→ **Quoted passage**:
The District Poverty Level (DPL)

What it is, how it works, and why it matters to you — wherever you live

The short version:

The District Poverty Level is a single number, calculated each year for your specific Congressional District, that answers one question: how much does it actually cost to meet basic needs where you live? Every federal program in the plans this camapaign is preparing to present uses that number as its baseline. Not a national average that fits no one precisely. Your district’s number.

 

The Problem With How Washington Measures Poverty Now

 

The federal government currently uses one national poverty line to determine who qualifies for assistance, what they pay in taxes, and what federal programs they can access. In 2024, that line was $15,060 per year for a single person.

That number is the same whether you live in rural Mississippi or San Francisco. It does not change based on what rent costs in your neighborhood, what groceries cost at your local store, or what a bus pass or a tank of gas runs in your county.

The result is a system that routinely declares people “not poor” while they cannot cover their bills — and simultaneously declares people “poor” in places where $15,000 actually does cover basic needs. Both errors cause real harm: people who need help don’t get it, and resources flow imprecisely.

A concrete example:

A single working adult earning $18,000 a year is above the federal poverty line everywhere in the country. In a rural district in the South, that income may be genuinely sufficient for basics. In a major metro area, $18,000 does not cover rent alone in most neighborhoods. The current system treats these two people identically. The DPL does not.

 

What the DPL Is

 

The District Poverty Level is the minimum annual income a household requires to meet basic needs in a specific Congressional District. It is calculated separately for every district in the country — all 435 of them — and updated every year.

Basic needs means exactly that. Not comfort. Not luxury. The floor:

Need

What the calculation includes

Housing

Median fair-market rent for the district, as published by HUD. Homeowners use an equivalent cost-of-shelter figure.

Point annotation records:

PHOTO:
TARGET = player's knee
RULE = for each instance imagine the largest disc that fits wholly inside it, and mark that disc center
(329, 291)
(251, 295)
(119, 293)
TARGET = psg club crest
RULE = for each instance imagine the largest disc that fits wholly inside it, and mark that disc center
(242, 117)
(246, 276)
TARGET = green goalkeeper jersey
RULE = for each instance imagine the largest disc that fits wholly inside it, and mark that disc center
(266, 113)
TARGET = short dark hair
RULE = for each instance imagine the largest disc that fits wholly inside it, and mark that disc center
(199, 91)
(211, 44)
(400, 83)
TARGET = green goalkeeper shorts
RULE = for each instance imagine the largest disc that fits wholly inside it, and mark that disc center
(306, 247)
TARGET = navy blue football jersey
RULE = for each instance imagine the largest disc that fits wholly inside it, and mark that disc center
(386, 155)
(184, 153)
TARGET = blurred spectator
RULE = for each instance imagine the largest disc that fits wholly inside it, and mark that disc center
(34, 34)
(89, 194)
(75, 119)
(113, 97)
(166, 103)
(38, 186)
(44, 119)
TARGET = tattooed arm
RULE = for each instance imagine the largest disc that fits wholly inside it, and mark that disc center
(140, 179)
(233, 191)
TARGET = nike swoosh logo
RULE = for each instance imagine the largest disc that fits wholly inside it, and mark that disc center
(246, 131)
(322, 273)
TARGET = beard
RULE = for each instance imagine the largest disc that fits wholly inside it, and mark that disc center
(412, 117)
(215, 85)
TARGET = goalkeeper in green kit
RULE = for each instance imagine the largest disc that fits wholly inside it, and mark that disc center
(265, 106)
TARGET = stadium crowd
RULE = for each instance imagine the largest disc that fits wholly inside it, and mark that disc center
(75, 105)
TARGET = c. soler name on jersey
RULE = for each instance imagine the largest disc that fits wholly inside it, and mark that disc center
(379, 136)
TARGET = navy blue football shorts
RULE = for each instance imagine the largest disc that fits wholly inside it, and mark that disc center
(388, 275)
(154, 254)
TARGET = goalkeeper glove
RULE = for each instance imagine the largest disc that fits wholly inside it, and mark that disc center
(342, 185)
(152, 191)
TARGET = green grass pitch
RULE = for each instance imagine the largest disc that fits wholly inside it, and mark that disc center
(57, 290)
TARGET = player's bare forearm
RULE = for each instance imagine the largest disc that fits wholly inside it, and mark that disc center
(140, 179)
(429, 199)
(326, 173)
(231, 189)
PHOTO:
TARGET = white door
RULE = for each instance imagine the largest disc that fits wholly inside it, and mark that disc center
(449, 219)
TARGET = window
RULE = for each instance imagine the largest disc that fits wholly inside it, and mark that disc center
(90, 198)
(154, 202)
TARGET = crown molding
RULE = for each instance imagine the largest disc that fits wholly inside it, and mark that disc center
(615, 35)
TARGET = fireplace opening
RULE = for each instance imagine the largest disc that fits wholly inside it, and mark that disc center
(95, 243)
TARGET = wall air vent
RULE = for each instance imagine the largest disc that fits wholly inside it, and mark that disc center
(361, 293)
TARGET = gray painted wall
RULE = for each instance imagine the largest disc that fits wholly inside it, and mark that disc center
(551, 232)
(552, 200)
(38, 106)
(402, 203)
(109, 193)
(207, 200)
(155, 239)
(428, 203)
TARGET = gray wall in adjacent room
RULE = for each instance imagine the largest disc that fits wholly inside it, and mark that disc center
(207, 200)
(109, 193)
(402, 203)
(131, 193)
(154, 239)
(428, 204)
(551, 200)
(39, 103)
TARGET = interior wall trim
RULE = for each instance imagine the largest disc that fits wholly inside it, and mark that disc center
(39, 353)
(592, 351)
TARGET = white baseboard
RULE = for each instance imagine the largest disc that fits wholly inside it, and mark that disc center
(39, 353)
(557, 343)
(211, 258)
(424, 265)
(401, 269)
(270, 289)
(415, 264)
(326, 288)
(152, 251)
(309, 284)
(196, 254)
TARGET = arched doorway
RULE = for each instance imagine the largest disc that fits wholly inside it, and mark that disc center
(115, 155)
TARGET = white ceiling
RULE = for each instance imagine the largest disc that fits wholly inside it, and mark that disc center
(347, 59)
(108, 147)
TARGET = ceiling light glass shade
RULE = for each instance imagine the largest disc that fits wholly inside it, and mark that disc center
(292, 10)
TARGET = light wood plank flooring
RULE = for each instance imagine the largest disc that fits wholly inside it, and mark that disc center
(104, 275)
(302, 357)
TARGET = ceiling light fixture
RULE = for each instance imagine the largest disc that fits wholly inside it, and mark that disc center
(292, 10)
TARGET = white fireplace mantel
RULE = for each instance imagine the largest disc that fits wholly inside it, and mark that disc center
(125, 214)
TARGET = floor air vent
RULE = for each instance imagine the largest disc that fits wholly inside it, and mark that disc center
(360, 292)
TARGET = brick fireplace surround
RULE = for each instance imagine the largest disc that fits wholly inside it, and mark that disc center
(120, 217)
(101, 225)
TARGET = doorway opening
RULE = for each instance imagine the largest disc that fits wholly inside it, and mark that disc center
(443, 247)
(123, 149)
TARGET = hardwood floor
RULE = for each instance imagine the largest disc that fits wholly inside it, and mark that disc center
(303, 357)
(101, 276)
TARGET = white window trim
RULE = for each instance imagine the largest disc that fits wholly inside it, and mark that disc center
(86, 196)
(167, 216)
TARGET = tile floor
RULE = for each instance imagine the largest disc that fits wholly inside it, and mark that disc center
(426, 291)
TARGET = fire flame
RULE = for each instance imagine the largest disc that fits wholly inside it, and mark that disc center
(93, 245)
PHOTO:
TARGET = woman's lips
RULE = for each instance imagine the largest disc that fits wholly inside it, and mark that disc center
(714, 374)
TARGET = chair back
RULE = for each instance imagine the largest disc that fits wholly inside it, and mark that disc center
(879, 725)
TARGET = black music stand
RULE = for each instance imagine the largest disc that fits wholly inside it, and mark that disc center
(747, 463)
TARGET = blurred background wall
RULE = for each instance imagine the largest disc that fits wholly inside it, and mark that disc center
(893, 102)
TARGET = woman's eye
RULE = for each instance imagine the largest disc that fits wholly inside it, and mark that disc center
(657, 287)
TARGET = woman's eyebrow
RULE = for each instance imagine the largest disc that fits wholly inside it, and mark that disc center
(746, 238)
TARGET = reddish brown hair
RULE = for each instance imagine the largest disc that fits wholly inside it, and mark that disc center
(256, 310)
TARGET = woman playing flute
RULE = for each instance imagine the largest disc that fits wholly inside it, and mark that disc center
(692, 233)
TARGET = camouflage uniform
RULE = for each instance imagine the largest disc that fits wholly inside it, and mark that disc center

→ **What to do**:
(a) List each distinct dollar amount that appears in the District Poverty Level explainer.
(b) From the District Poverty Level explainer, extract the passage starting with "What it is, how" and going on through "Your district’s number.".

→ **Task responses**:
(a)
$15,060
$15,000
$18,000

(b)
What it is, how it works, and why it matters to you — wherever you live

The short version:

The District Poverty Level is a single number, calculated each year for your specific Congressional District, that answers one question: how much does it actually cost to meet basic needs where you live? Every federal program in the plans this camapaign is preparing to present uses that number as its baseline. Not a national average that fits no one precisely. Your district’s number.